# WORK REQUEST 1
In the passage on pollination, what is self-pollination called when pollen is carried to the female part of the same flower?
# WORK REQUEST 2
Translate this sentence from the passage on pollination into Spanish: "In cross-pollination, the pollen and pistil are from different plants."

# QUOTED PASSAGE

☆ ☆ ☆ ☆ ☆

Pollination is the process of transporting the pollen of a flower to the stigma of the same flower or of another flower then to the ovary where it fertilizes an egg cell to produce a new seed. The pollen of a flower (located in the anther) consists of the powdered-like grain and has the male gametes (sperm cells). The stigma which is part of the pistil (the female organ of the flower) is often located on the topmost part of the flower. It receives the pollen and since it has sticky surface, the pollen adheres to it. The pollen is then delivered to the ovary where it fertilizes an egg cell to produce new seed.
The Mechanics of Pollination
Pollination is just like way that babies are produced; in other words, it is the sexual reproduction in plants. Pollen grains containing the male gametes unite with the egg cell in the female part of the flower producing a new seed. Pollination can be accomplished in two ways:
1. Self- pollination happens when the pollen grains fertilize the egg cell of the same flower. The pollen and pistil are from the same plant. Self-pollination takes place when the pollen from one flower is transported to pollinate the same flower or flower belonging to the same plant. Self pollination may be classified as autogamy when pollen is carried to the female part of the same flower or geitonogamy when the pollen is brought to the female part of the flower belonging to the same plant. Plants that are subject to self-pollination seem to have the same length of stamen and carpel.
2. Cross-pollination or allogamy is done when pollen grains are transported to the stigma of other flowers or the pollen is delivered to the pistil of the flowers of another plant. In cross-pollination, the pollen and pistil are from different plants. Plants that are likely to cross-pollinate often have stamens which are taller than carpels.†
Who does pollinating? Most plants are not capable of carrying their pollen to the pistil whether in self-pollination or cross-pollination. There has to be a bearer which is called the pollinator. The wind is a pollinator as it easily bears pollen from one plant to another. But the most common, are animals as their activities causes pollen to be carried from one part of the plant to other plants.
Insects are the best pollinators for flowers. The performance of bees, wasps, beetles, butterflies, flies and other insects as pollinators are most significant. For example, as the bees alight on flowers to sip its nectar, their rough bodies are able to carry off some pollen which they pass on to other flowers as they flit about looking for more nectar.
Importance of Pollination
Pollination is important to plants, animals and humans. With the mechanism of pollination, plants reproduce new seeds which in turn produce more plants. Pollination, at low level, results in lower production, slower maturing of plants and increased occurrence of plant disease. Without pollination, plants can no longer reproduce causing its flower blossoms to wither away without producing fruit. Pollination makes it possible for the plant species to survive from generation to generation.
Through pollination, more food are produced which insures the survival of both men and animals. Imagine the consequence affecting both men and animals when there is scarcity of food due to the absence of pollination! When all pollination ceases to occur, eventually all flowering plants and the creatures that they support would be extinct.

☆ ☆ ☆ ☆ ☆

# LISTED RECORDS
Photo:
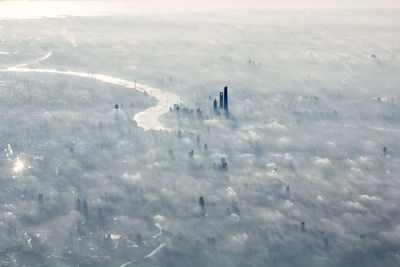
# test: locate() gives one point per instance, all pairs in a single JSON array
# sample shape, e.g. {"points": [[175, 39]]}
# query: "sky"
{"points": [[37, 9]]}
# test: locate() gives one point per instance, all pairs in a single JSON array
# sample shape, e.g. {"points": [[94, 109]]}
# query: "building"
{"points": [[226, 98]]}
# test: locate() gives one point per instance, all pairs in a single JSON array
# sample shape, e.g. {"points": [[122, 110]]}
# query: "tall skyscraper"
{"points": [[226, 98]]}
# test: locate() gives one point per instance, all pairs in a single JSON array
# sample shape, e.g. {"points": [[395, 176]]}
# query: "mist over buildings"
{"points": [[113, 152]]}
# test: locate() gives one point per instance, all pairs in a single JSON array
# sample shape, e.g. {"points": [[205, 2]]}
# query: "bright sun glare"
{"points": [[18, 165]]}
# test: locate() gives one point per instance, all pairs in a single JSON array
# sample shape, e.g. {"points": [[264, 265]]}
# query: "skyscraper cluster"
{"points": [[223, 101]]}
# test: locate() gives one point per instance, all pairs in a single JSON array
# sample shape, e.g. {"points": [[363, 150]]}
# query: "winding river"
{"points": [[147, 119]]}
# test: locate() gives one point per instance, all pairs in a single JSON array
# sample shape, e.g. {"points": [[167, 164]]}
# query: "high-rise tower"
{"points": [[226, 98]]}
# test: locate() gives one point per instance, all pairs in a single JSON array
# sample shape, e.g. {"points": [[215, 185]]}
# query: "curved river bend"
{"points": [[147, 119]]}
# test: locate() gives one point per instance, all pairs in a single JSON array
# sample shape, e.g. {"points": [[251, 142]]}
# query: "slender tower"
{"points": [[226, 98]]}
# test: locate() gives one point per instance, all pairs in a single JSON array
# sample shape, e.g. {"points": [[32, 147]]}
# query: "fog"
{"points": [[112, 153]]}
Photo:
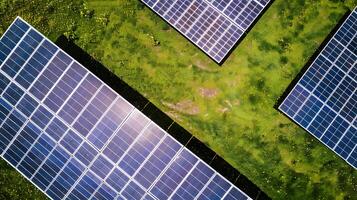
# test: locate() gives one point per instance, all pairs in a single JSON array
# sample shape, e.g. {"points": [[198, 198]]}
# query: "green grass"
{"points": [[230, 108]]}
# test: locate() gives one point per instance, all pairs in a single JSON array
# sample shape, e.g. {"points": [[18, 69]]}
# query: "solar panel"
{"points": [[74, 137], [215, 26], [324, 101]]}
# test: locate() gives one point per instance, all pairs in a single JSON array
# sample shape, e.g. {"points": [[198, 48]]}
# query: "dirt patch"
{"points": [[208, 92], [186, 107]]}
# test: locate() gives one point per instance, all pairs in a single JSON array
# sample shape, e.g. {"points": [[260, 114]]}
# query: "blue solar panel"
{"points": [[324, 101], [214, 26], [75, 138]]}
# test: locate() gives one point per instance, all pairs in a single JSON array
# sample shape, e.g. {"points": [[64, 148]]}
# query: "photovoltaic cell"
{"points": [[75, 138], [215, 26], [324, 101]]}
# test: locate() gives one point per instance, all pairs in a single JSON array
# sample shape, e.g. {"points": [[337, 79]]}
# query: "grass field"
{"points": [[230, 108]]}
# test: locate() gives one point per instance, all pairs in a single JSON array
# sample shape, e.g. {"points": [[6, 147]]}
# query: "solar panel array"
{"points": [[324, 101], [215, 26], [74, 137]]}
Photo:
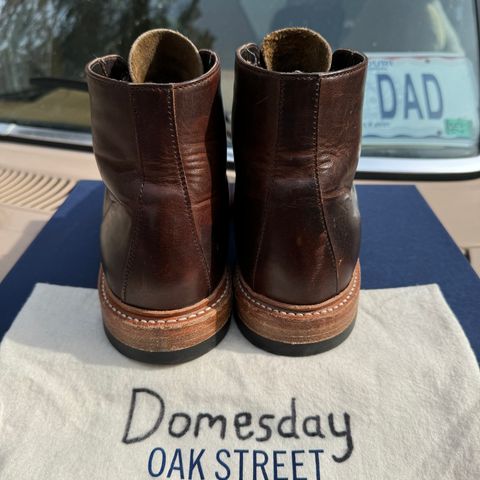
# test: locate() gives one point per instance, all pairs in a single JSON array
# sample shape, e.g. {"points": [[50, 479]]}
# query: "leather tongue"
{"points": [[296, 49], [164, 56]]}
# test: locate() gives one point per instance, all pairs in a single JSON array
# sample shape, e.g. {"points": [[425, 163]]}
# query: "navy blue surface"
{"points": [[403, 244]]}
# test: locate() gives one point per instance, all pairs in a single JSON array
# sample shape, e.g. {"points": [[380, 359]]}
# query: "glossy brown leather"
{"points": [[161, 151], [296, 139]]}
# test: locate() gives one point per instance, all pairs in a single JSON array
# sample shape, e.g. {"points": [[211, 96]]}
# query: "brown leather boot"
{"points": [[296, 136], [159, 140]]}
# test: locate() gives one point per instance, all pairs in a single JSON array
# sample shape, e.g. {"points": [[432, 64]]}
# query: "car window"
{"points": [[422, 86]]}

☆ ☆ ☆ ☆ ☆

# SOLUTION 1
Autogamy

# SOLUTION 2
En la polinización cruzada, el polen y el pistilo provienen de plantas diferentes.